→ **CEL ZADANIA**
Przekształć cały poniższy wykaz w listę numerowaną i pomiń puste wiersze. Obrazów nie umieszczaj w odpowiedzi.

---------- PRZEDSTAWIONE INFORMACJE ----------

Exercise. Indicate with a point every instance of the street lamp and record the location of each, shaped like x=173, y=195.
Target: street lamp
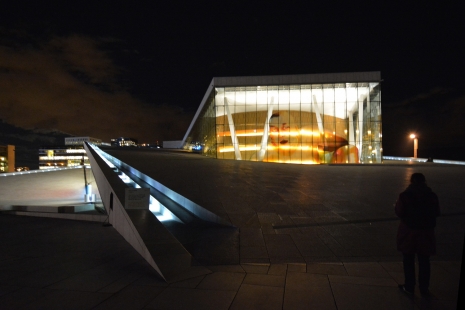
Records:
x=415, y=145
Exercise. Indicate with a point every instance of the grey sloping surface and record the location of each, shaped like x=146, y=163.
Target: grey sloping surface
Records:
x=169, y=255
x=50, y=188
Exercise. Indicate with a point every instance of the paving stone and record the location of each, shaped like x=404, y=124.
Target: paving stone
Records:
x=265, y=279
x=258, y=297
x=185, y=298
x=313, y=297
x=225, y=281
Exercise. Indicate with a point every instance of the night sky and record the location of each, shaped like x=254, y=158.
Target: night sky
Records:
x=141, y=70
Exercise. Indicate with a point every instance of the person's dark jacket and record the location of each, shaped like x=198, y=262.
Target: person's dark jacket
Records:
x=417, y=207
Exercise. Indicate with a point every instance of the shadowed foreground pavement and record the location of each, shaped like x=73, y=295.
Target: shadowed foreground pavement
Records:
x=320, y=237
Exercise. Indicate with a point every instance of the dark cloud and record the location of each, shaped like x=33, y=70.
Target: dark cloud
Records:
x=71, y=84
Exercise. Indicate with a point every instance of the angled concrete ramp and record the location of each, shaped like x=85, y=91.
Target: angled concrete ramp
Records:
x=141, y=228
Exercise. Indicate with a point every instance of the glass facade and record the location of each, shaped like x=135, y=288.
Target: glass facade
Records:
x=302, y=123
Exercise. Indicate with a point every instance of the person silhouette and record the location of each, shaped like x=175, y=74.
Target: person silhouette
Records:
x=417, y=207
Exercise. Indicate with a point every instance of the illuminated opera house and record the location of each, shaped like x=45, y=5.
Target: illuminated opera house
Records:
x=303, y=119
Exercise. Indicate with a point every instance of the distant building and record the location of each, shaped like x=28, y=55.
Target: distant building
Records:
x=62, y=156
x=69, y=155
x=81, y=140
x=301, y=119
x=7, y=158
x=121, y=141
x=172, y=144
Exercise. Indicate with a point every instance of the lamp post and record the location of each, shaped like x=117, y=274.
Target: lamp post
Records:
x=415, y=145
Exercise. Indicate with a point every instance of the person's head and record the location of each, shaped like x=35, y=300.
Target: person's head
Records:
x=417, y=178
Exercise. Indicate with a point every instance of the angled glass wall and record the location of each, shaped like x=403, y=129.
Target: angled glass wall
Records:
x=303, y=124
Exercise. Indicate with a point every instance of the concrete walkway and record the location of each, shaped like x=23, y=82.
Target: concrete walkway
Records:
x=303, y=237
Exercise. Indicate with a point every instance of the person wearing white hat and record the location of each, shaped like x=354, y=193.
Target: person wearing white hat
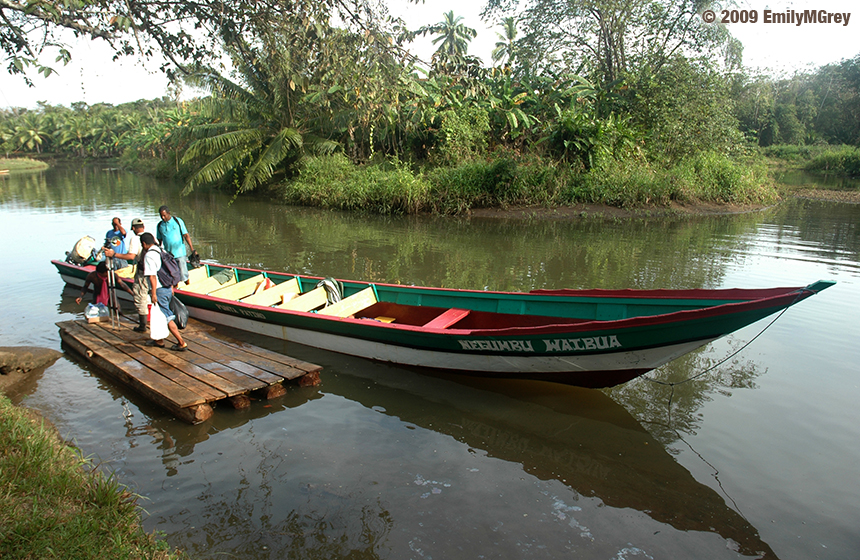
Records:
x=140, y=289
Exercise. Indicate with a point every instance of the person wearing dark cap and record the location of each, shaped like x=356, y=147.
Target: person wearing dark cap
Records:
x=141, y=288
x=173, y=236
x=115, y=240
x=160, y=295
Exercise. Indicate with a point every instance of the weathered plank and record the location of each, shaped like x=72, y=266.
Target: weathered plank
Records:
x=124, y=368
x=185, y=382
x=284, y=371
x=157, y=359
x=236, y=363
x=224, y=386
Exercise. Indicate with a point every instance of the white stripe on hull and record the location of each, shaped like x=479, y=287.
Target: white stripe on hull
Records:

----------

→ **ODPOWIEDŹ NA ZADANIE**
1. Exercise. Indicate with a point every instance of the street lamp and record the location of each, shaped like x=173, y=195.
2. Target: street lamp
3. Records:
4. x=415, y=145
5. Exercise. Indicate with a point every instance of the grey sloping surface and record the location of each, shaped like x=146, y=163.
6. Target: grey sloping surface
7. Records:
8. x=169, y=255
9. x=50, y=188
10. Exercise. Indicate with a point every instance of the paving stone and record the location of each, shaped like x=404, y=124.
11. Target: paving stone
12. Records:
13. x=265, y=279
14. x=258, y=297
15. x=185, y=298
16. x=313, y=297
17. x=225, y=281
18. Exercise. Indicate with a point every instance of the night sky and record the location of each, shaped like x=254, y=158.
19. Target: night sky
20. Records:
21. x=141, y=70
22. Exercise. Indicate with a point every instance of the person's dark jacket and record the location of each, shaped like x=198, y=262.
23. Target: person's dark jacket
24. Records:
25. x=417, y=207
26. Exercise. Indicate with a point every instance of the shadowed foreground pavement and record the location of each, shaped like x=73, y=295.
27. Target: shadowed foreground pavement
28. Records:
29. x=320, y=237
30. Exercise. Indicate with a point every instance of the dark cloud and record the location of each, shaped like x=33, y=70.
31. Target: dark cloud
32. Records:
33. x=71, y=84
34. Exercise. Indicate with a point every instance of the angled concrete ramp and record the location of each, shaped like x=85, y=91.
35. Target: angled concrete ramp
36. Records:
37. x=141, y=228
38. Exercise. Indicate with a point every instance of the glass facade and record the location of each, shaped like x=135, y=288.
39. Target: glass facade
40. Records:
41. x=302, y=123
42. Exercise. Indicate with a point every instance of the person silhouette and record the location of each, shaped like x=175, y=74.
43. Target: person silhouette
44. Records:
45. x=417, y=207
46. Exercise. Indicate with a point every instance of the illuminated opera house and record the location of each, shaped like x=45, y=5.
47. Target: illuminated opera house
48. Records:
49. x=303, y=119
50. Exercise. Indicate with a point every instance of the distant building and record the location of each, shaped like x=28, y=55.
51. Target: distant building
52. Records:
53. x=62, y=156
54. x=69, y=155
55. x=81, y=140
56. x=301, y=119
57. x=7, y=158
58. x=121, y=141
59. x=172, y=144
60. Exercise. Indicate with a point every instance of the lamp post and record the location of each, shaped like x=117, y=274.
61. Target: lamp post
62. Records:
63. x=415, y=145
64. Exercise. Indicate with a point every instance of the person's head and record the location of each, shaped like x=35, y=300.
65. Target: person's head
66. Records:
67. x=417, y=178
68. Exercise. Indicate with a point every instance of the angled glass wall and record the location of each, shaped like x=403, y=129.
69. Target: angled glass wall
70. Records:
71. x=303, y=124
72. Exercise. Indicate with a point every instance of the concrete walkway and record the location of each, shaped like x=23, y=82.
73. Target: concrete walkway
74. Records:
75. x=303, y=237
76. Exercise. Indicate with a point every instance of the person wearing white hat and record the location of each, shaped like x=354, y=193.
77. Target: person wearing white hat
78. Records:
79. x=140, y=289
80. Exercise. Indicate with a point every instance of the person wearing dark cap and record the location of each, shaped like x=356, y=147.
81. Target: person wearing dark cap
82. Records:
83. x=141, y=288
84. x=173, y=236
85. x=115, y=240
86. x=160, y=295
87. Exercise. Indicate with a point every instance of the weathered plank and record the location of each, shaped like x=72, y=266.
88. Target: weathered plank
89. Records:
90. x=124, y=368
91. x=185, y=382
92. x=284, y=371
93. x=157, y=359
94. x=236, y=363
95. x=224, y=386
96. Exercise. Indicate with a point every instance of the white stripe on hull and record the location of each, shaped like x=479, y=287.
97. Target: white stripe on hull
98. Records:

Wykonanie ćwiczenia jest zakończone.